===== Records for this task

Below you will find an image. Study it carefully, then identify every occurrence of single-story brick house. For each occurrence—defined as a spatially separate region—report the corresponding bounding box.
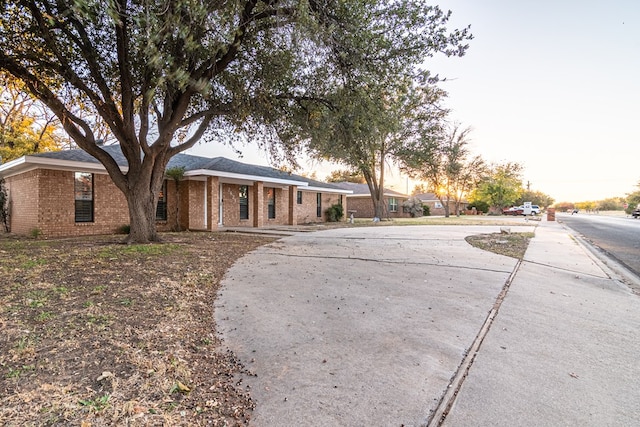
[0,145,351,238]
[415,192,470,216]
[330,182,411,219]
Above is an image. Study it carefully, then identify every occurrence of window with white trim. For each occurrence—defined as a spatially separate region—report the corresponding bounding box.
[389,197,398,212]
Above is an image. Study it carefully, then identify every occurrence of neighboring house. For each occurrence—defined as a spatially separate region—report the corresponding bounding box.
[0,145,351,238]
[415,192,470,216]
[331,182,411,219]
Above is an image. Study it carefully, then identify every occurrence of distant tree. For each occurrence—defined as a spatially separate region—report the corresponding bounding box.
[516,190,554,208]
[298,171,318,181]
[473,162,524,214]
[553,201,575,212]
[404,126,486,217]
[0,73,65,161]
[326,169,366,184]
[411,183,429,195]
[625,182,640,215]
[575,201,597,212]
[597,197,625,211]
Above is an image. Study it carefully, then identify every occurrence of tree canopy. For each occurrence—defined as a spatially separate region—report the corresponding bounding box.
[0,0,472,241]
[471,162,524,213]
[0,73,65,162]
[403,125,485,217]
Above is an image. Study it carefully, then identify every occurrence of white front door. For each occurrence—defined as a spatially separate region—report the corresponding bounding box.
[218,184,223,225]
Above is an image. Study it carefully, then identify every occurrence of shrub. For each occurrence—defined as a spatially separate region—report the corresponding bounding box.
[116,224,131,234]
[467,200,489,214]
[325,204,344,222]
[402,197,424,218]
[422,205,431,216]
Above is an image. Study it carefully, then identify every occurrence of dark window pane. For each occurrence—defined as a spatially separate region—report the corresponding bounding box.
[316,193,322,217]
[239,185,249,220]
[267,188,275,219]
[156,181,167,221]
[74,172,93,222]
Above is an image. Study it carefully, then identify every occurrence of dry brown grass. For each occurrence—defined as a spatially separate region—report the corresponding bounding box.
[0,232,275,426]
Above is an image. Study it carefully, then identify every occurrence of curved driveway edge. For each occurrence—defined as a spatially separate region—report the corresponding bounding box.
[215,225,530,426]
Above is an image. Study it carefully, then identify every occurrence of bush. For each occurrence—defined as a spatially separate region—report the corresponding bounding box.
[402,197,423,218]
[325,204,344,222]
[422,205,431,216]
[467,200,489,214]
[116,224,131,234]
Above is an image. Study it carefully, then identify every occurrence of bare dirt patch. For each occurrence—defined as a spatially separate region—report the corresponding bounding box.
[465,232,535,260]
[0,232,275,426]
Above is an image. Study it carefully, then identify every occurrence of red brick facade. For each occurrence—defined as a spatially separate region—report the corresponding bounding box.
[2,168,348,237]
[346,195,411,219]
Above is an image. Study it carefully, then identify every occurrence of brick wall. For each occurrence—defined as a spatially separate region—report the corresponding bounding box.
[263,186,291,226]
[296,190,344,224]
[4,169,39,235]
[39,170,130,237]
[346,196,411,219]
[221,183,243,227]
[187,179,207,230]
[346,197,375,218]
[4,169,132,238]
[4,168,184,238]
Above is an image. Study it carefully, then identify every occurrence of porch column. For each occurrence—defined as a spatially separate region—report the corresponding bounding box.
[288,185,298,226]
[252,181,264,227]
[207,176,219,231]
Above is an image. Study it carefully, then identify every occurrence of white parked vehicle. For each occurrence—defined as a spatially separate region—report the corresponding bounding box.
[521,202,541,216]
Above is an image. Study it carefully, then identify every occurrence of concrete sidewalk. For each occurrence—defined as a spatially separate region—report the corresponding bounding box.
[442,221,640,426]
[215,221,640,426]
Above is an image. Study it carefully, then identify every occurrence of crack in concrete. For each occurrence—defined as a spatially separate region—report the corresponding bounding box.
[425,258,523,426]
[263,251,514,275]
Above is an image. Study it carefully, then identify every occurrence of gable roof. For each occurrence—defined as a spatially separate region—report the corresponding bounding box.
[330,182,408,198]
[414,192,439,201]
[0,145,350,193]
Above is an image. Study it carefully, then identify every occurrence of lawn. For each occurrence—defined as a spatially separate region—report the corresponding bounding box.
[0,232,275,426]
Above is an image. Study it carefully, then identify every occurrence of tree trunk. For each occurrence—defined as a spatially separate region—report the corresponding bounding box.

==========

▶ **Problem to work on**: An unchanged copy of the data, images excluded, is all that should be given.

▶ **Result of this task**:
Below you will find an image. Study it carefully, then identify every occurrence of single-story brick house. For each occurrence—defined as a spatially separate region—report the corresponding bounding box.
[0,145,351,238]
[415,192,470,216]
[330,182,411,219]
Above is an image. Study it carefully, then identify every occurrence of window with white trim. For each occurrence—defined as a spatially separate region—report the corresponding bounding box.
[389,197,398,212]
Above is an image. Study it carefully, then identify every occurrence of neighboring house. For each occurrence—defined as a spatially separate region—report the corresponding bounding box.
[0,145,351,238]
[415,192,470,216]
[331,182,411,219]
Above is an image. Study it carefully, then identify every occurrence of distant tree. For each occurrence—defined as a spatially separate region—report the corresponding bounding box.
[516,190,554,208]
[298,171,318,181]
[473,162,524,214]
[553,201,575,212]
[404,126,486,217]
[0,73,65,161]
[326,169,366,184]
[411,183,429,195]
[625,182,640,215]
[575,201,597,212]
[597,197,625,211]
Above is an image. Study it carefully, then identify every occurrence of tree canopy. For each occurrence—defined as a spatially separate region—report the corresponding bounding box.
[0,0,472,241]
[471,162,524,213]
[0,73,65,162]
[403,125,485,217]
Above is an image. Study it carefully, then identify every occurrence of white front door. For each occurrence—defined as a spatially separate region—report the corresponding bounding box.
[218,184,223,225]
Above is an image. Study it carefully, then identify every occurrence of shrub. For each occurrence—defined as a spatially separate region—report the corresponding bounding box.
[116,224,131,234]
[467,200,489,214]
[325,204,344,222]
[402,197,424,218]
[422,205,431,216]
Above is an image. Study it carefully, then identify every occurrence of dark window pane. For each occurrence—defined as a spatially separate region—report the corresponding bounding box.
[316,193,322,217]
[239,185,249,220]
[267,188,275,219]
[156,181,167,221]
[74,172,93,222]
Above is an image. Study it carefully, then identify every occurrence of dry brown grass. For each occurrence—defined as a spatially separate region—report the corresponding bounding box.
[0,232,275,426]
Above is an image. Study it carefully, then identify every occurrence of curved driveway edge. For each occurrence—defined as a spatially separate region—report the corresponding bounding box.
[215,225,530,426]
Above is an image. Study it carefully, then identify every occurrence of bush. For each occurrence—defined as a spatially separate region—report the corresponding bounding box.
[402,197,423,218]
[325,204,344,222]
[422,205,431,216]
[467,200,489,214]
[116,224,131,234]
Above is an image. Study it carefully, then identify every occurrence of bare dirt patch. For each occurrence—defined as a spatially separate region—report the corresponding bounding box.
[465,232,535,260]
[0,232,275,426]
Above is an image. Study it carefully, then identify every occurrence of red brick facade. For each occurrence—defined as a spatially separate region—report the corresponding bounding box.
[2,168,348,237]
[346,195,411,219]
Above is an image. Study it carefully, then identify every occurrence of brick wall. For each occurrence—defined as a spatially separate region—report the corresponding bounding box.
[263,186,291,226]
[296,190,344,224]
[4,169,39,235]
[39,170,130,237]
[346,196,411,219]
[221,183,243,227]
[187,179,207,230]
[346,197,375,218]
[4,169,132,238]
[4,168,184,238]
Above is an image. Study it carefully, then identify every occurrence of porch column. For each occurrence—defined as a spatially separate region—report the corresponding bounding box.
[288,185,298,226]
[252,181,264,227]
[207,176,219,231]
Above is an image. Study it carefully, then identify every occurrence of white parked vehicle. For each occurrence—defined as a spatially separate region—report the corresponding bounding box.
[521,202,541,216]
Above is an image. Study it carefully, then identify every occurrence of concrete sidewalk. For each occurrence—defined as a spatially separate region—report the corresponding bounding box.
[442,221,640,426]
[215,221,640,426]
Above is an image. Study it carefully, then identify every occurrence of crack in concrete. For each occurrence—defined as a spatially separate region—report the corresponding bounding box.
[425,258,523,426]
[263,251,514,275]
Above is an image. Study it carefully, then identify every occurrence of gable roof. For each occurrence—defined as a spatially separate region—report the corresponding bounding box.
[330,182,408,198]
[414,192,439,201]
[0,145,350,193]
Above is an image. Study it carefully, then identify every occurrence of lawn. For each occurrence—defined as a spatially separate region—report the corresponding bounding box.
[0,232,275,426]
Above is an image. Study it carefully, then identify every occurrence of tree trunk. For each occurrence—defined as a spatially separate region—report the corresponding bounding box.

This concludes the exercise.